--- START OF INPUT ROWS ---

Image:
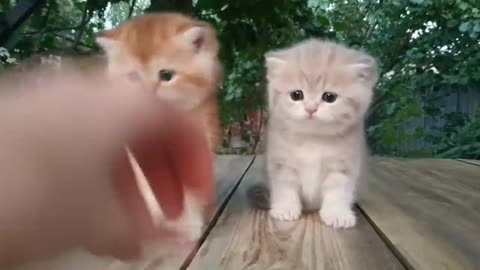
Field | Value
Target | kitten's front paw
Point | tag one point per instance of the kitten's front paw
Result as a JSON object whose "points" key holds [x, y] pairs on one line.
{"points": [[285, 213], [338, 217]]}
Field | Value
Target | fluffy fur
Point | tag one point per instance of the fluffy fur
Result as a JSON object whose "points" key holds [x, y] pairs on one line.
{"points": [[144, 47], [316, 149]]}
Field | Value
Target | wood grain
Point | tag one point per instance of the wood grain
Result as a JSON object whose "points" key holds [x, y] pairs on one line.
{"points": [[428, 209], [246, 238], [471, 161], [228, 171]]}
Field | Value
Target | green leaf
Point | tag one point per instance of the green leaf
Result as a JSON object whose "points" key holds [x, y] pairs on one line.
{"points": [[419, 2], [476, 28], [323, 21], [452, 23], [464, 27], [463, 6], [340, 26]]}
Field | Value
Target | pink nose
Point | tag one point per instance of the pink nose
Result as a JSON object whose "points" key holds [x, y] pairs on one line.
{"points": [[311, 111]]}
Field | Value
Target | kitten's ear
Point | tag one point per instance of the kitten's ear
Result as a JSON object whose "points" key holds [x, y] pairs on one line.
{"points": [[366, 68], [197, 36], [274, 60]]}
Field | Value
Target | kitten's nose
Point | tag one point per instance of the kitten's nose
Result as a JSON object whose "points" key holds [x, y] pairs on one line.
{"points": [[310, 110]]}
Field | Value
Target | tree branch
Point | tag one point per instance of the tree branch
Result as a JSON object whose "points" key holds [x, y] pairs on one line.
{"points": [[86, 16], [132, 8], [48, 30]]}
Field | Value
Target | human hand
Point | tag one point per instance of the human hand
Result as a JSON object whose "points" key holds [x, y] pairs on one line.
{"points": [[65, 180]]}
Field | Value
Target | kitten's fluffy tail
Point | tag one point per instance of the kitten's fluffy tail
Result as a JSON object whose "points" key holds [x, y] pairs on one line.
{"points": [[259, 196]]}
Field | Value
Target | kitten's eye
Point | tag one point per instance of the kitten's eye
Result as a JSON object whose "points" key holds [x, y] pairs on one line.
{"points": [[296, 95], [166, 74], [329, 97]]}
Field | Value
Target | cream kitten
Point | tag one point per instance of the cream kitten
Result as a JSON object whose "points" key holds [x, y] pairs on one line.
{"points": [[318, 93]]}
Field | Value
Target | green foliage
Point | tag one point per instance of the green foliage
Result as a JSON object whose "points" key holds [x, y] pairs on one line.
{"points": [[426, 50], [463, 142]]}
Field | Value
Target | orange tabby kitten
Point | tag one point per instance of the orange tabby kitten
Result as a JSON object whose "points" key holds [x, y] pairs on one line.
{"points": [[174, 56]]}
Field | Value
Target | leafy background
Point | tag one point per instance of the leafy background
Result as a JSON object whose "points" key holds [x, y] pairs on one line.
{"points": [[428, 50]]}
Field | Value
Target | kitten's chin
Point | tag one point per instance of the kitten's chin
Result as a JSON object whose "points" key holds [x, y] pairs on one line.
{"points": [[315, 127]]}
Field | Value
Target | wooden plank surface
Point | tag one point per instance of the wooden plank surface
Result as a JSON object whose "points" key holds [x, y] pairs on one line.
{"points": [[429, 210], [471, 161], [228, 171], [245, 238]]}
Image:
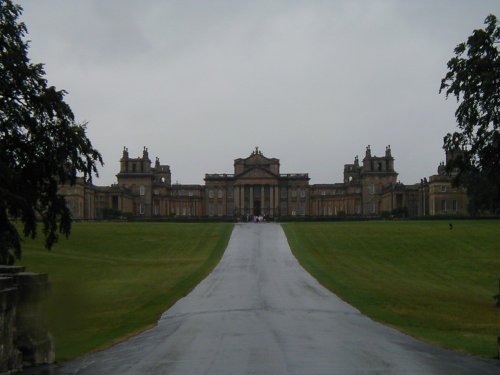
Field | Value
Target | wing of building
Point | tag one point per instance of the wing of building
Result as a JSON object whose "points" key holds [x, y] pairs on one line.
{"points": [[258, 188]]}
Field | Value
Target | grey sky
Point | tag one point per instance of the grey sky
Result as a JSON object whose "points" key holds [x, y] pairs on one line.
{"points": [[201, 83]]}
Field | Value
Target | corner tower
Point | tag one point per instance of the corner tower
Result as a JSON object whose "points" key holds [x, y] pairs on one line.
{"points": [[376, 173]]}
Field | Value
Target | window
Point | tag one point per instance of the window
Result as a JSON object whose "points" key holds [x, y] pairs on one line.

--- END OF INPUT ROWS ---

▸ WORK TO COMPLETE: Quote the data above in full, leaving out the pictures it holds.

▸ FINAL RESULT:
Image:
Field | Value
Target | kitten's front paw
Point | tag one point per instance of the kitten's front paw
Result as a JSON object whose "points" key holds [x, y] pairs on one line.
{"points": [[285, 213], [338, 217]]}
Field | Value
Target | fluffy fur
Point | tag one point per instance of the fluffy fur
Result as a JSON object whose "points" key holds [x, y] pairs on one line.
{"points": [[144, 47], [316, 149]]}
Field | Value
Target | wood grain
Point | tag one point per instance of the wood grain
Result as a JSON object whose "points" key holds [x, y] pairs on one line.
{"points": [[428, 209], [246, 238], [471, 161], [228, 171]]}
Field | Value
Target | green leaf
Point | tag one point per instance of the green leaf
Result as a JSON object whose "points" key holds [x, y] pairs on one line.
{"points": [[419, 2], [476, 28], [323, 21], [452, 23], [464, 27], [463, 6], [340, 26]]}
Field | Value
Target | pink nose
Point | tag one point per instance of the pink nose
Result as a JSON object whose "points" key holds [x, y] pairs on one line.
{"points": [[311, 111]]}
Field | Value
Target | kitten's ear
Point | tag one point per instance of the kitten's ear
Result as a JSON object whose "points" key holds [x, y] pairs on one line.
{"points": [[366, 68], [197, 36], [274, 60]]}
Field | Value
Target | kitten's nose
Point | tag one point per instance of the kitten's nose
Result as a JSON object whose "points" key holds [x, y] pairs on one line.
{"points": [[310, 110]]}
Field | Value
Target | tree branch
Point | tag one point per instance of the tree branch
Result as a JSON object whose "points" key holds [x, y] pairs on one line.
{"points": [[86, 16], [132, 8], [48, 30]]}
Field | Value
Target | human hand
Point | tag one point per instance of the human hand
Result as a JSON object whose "points" key holds [x, y] pairs on one line.
{"points": [[65, 180]]}
Field | Value
Target | kitten's fluffy tail
Point | tag one point per instance of the kitten's fluffy tail
Result as a JSON object whose "points" key holds [x, y] pairs on one line.
{"points": [[259, 196]]}
Field | Value
Target | kitten's eye
Point | tag one point per instance of the kitten's eye
Result as a JSON object whose "points" key holds [x, y] pairs on one line.
{"points": [[296, 95], [166, 74], [329, 97]]}
Field | Value
Target | cream kitten
Point | tag one point per instance of the cream kitten
Result as a JSON object whose "points" key holds [x, y] pairs on one line.
{"points": [[318, 93]]}
Field | Value
Target | green foliage
Point | tag one point per instance of the green foliage
Result as a JSON object whose "points" key holds [x, y] pairs on one line.
{"points": [[426, 50], [463, 142]]}
Field | Value
Target | orange tabby kitten
Point | tag one point per instance of the orange tabby kitten
Result as a JSON object whose "points" key holds [x, y] pairs on one line.
{"points": [[174, 56]]}
Field | Value
Target | leafy background
Point | tag one point per instance of the leafy background
Result as a JSON object whose "points" key holds [x, y] pairs on one line.
{"points": [[428, 50]]}
Field | Value
Target | kitten's chin
Point | tag one point per instance of the kitten's chin
Result as a JSON object whose "points" key holds [x, y] pairs on one line.
{"points": [[315, 127]]}
Field | Value
Target | wooden plank surface
Point | tag one point per instance of the wooden plank surface
Result as a JSON object whose "points" key holds [x, y] pairs on one line.
{"points": [[429, 210], [471, 161], [228, 171], [245, 238]]}
Image:
Field | Value
Target | wing of building
Point | tag one point per instance of the wing of building
Result as a JSON object whose "points" key holds [x, y] pairs on one line.
{"points": [[258, 188]]}
Field | Value
Target | grey sky
Point | tag one point per instance of the grey sky
Result as a JSON object whose "points" key holds [x, y] pairs on one line.
{"points": [[201, 83]]}
Field | Value
Target | corner tower
Point | tag one point per instance of the corner tower
Result as a JSON object whose "points" key holds [x, y] pairs on one line.
{"points": [[376, 173]]}
Field | Value
Target | window
Point | tag one point per instance of the window
Result as a JSON object whose "points" key holds [x, y] pairs on one line.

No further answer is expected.